EXCERPT PROVIDED: Begin
Of the three categories of assistance identified earlier, only the third is free of this flaw. The others can only be considered as stopgaps, which threaten to leave a major unresolved problem in their wake.

The use of grants, or grant-like elements, in financial assistance to firms is actually larger than might appear at first sight. The SBA will forgive loans provided through the Paycheck Protection Program if the recipient firm spends at least 75 percent of the funds on payroll costs. The concept of a forgivable loan has not been widely used in business finance: It serves to enforce the intended use of what is essentially a grant.

Some EU countries have also introduced forgivable advances, but the Commission’s approval framework limits such grant-like assistance to just €800,000 per firm. However, member state governments have, in addition, substantial wage payment support programs—some new, some greatly expanded—to lower the cost of maintaining employees on the payroll through the crisis. (All such grant-like schemes have protections built in to ensure that the funds are indeed used for the purposes intended.)

Other loans may not be easily recoverable, though. Governments may be relying on bankers’ credit appraisal to prevent overindebtedness: Schemes on both sides of the Atlantic have intermediary banks retaining a certain portion—as little as 5 percent in the US Main Street Lending Program and typically 10 percent or more in the European Union—of each loan. But such cofinancing requirements also work against ensuring that firms can stay afloat during the health crisis.
EXCERPT PROVIDED: End
SOURCE MATERIAL: Begin
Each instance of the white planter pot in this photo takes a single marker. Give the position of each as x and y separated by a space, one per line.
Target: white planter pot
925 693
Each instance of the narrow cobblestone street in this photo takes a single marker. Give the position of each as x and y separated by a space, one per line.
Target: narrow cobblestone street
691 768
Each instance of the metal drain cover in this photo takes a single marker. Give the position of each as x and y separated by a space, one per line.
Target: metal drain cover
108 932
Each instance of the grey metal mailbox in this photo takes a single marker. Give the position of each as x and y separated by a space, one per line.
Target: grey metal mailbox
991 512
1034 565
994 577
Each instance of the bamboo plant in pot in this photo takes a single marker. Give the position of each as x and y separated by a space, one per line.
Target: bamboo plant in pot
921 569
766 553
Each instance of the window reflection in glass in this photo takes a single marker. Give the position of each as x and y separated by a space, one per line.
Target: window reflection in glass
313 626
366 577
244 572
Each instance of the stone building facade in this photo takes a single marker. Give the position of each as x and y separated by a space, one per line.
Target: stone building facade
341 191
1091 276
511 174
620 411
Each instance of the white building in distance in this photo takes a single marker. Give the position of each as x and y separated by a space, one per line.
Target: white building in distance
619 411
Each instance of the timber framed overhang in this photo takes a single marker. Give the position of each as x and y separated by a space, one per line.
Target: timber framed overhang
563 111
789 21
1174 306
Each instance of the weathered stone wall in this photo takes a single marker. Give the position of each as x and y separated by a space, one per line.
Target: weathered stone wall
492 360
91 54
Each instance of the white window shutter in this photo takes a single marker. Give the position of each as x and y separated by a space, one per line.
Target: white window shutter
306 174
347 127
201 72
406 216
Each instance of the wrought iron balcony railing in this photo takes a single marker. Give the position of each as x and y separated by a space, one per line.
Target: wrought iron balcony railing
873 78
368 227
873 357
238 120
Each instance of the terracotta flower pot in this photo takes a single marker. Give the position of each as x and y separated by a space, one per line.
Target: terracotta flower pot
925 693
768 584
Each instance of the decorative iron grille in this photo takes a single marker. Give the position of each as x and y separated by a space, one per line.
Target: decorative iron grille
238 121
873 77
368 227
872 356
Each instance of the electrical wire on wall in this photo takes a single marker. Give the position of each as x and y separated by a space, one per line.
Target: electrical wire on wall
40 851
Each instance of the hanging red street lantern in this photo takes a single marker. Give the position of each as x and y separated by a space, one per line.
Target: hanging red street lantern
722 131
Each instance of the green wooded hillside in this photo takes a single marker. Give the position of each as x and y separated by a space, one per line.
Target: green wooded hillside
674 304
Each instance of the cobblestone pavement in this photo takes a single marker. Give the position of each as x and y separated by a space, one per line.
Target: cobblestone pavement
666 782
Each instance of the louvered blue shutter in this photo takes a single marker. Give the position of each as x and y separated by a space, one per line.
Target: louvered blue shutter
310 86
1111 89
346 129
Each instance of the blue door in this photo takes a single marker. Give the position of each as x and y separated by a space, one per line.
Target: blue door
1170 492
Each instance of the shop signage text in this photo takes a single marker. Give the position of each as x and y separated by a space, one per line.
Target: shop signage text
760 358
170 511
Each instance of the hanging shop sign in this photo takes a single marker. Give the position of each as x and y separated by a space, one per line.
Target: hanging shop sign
SOURCE MATERIAL: End
[TASK REQUIREMENTS]
a) In the passage on government financial assistance to firms, what share of Paycheck Protection Program funds must a recipient firm spend on payroll costs for the SBA to forgive the loan?
b) Write the next part of the passage on government financial assistance to firms, picking up after its final sentence.

[SOLVED PROBLEMS]
a) At least 75 percent.

b)
How will public authorities deal with what is likely to be a large number of firms whose postpandemic viability is undermined by overindebtedness resulting from the crisis? Will these other loans also end up being forgiven? Or will the firms be pushed into slow and costly bankruptcy procedures from which many will not emerge and which will also see both banks and the government suffering losses?

A prolonged economic stoppage will surely erode the fiscal funds earmarked to cover the risk of nonpayment, requiring further politically unpopular ex post bailout funds (perhaps extended to the cofinancing banks) to avoid widespread bankruptcies. Such bailouts would undoubtedly be seen as enriching the owners of beneficiary firms at a time of overall pressure on public finances.

It would be better to face up to this reality now and financially engineer this assistance in such a way that it can handle the range of eventualities without resulting in socially costly bankruptcies or pressured legislative action. (The pitfalls of debt restructuring in such a context are stressed by Bo Becker, Ulrich Hege, and Pierre Mella-Barral.) For example, loans could come with an option (to be triggered when the pandemic emergency has passed) for the lender to convert to an equity (or other profit-sharing) stake if the firm’s finances are otherwise too weak for it to stay in business. Such an instrument—which has indeed already been used for large firms in specific cases, including the air transportation business—would retain more value for the public authorities than would forgiving the loan, as has been pointed out by Arnoud Boot, Elena Carletti, Hans-Helmut Kotz, Jan Pieter Krahnen, Loriana Pelizzon, and Marti Subrahmanyam. Subordinated to the firm’s existing loans, it would more easily enable the firm to recover its access to private finance. The original owners or others could buy out the equity in due course.

Clearly, for small firms, having a government agency as a large equity investor is not a long-term solution for ensuring good governance of that firm. But it would buy time to prepare an orderly recovery.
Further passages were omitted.